Prompt 1 → In the passage about Philomena, Countess of Paris, rewrite the part from "Philomena, Countess of" to "House of Orléans.", changing "claimant" to "pretender".
Prompt 2 → Name every grandparent of Philomena given in the passage about Philomena, Countess of Paris.

━━━━━ Text to read

Philomena, Countess of Paris (born Maria Philomena Magdalena Juliana Johanna de Tornos y Steinhart; 19 June 1977) is an aristocrat of Hispanic-Austrian descent. She is the wife of Jean, Count of Paris, Orléanist claimant to the throne of France and head of the House of Orléans.

Early life and ancestry 

Philomena is the daughter of Alfonso de Tornos y Zubiría (b. Getxo, 13 October 1937), of Basque ancestry, and his wife (married Vienna, 18 September 1976) Maria Antonia Anna Zdenka, Edle von Steinhart (b. 1944), of Austro-Hungarian noble ancestry. 
Philomena has a sister named Maria Magdalena (1980) and a brother, David (1982). Her paternal grandparents are Juan de Tornos y Espelíus (former head of the personal secretariat of Infante Juan, Count of Barcelona, grandfather of the current King of Spain) and Doña María del Carmen Zubiría y Calbetón, daughter of Don Luis de Zubiria y Urizar, 2nd Marquis de Yanduri. Her maternal grandparents were Dr. Ferdinand, Edler von Steinhart (1910–1998) and his wife (married September 1939) Gabriele Felicitas Murad von Werner (1913–1994), paternal granddaughter of Murad Effendi, Ottoman diplomat who was born as Franz Xaver Karl Georg Arthur von Werner.

━━━━━━━━━━
━━━━━ Collected material

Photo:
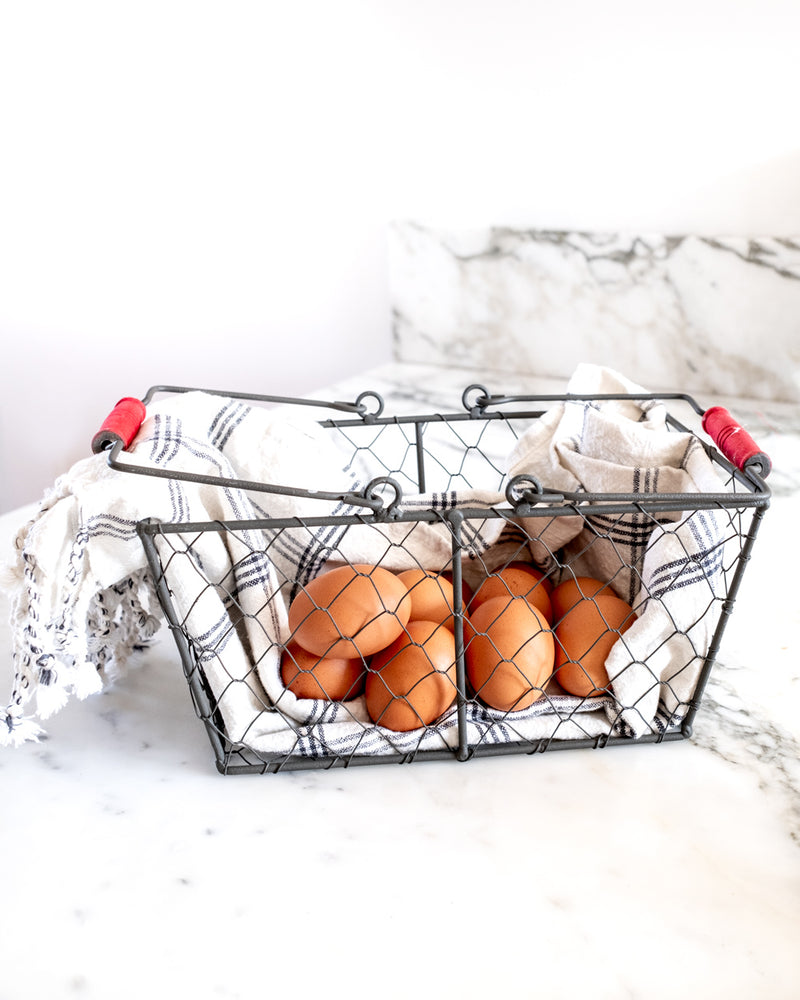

━━━━━━━━━━

Reply 1 →
Philomena, Countess of Paris (born Maria Philomena Magdalena Juliana Johanna de Tornos y Steinhart; 19 June 1977) is an aristocrat of Hispanic-Austrian descent. She is the wife of Jean, Count of Paris, Orléanist pretender to the throne of France and head of the House of Orléans.

Reply 2 →
- Juan de Tornos y Espelíus
- Doña María del Carmen Zubiría y Calbetón
- Dr. Ferdinand, Edler von Steinhart
- Gabriele Felicitas Murad von Werner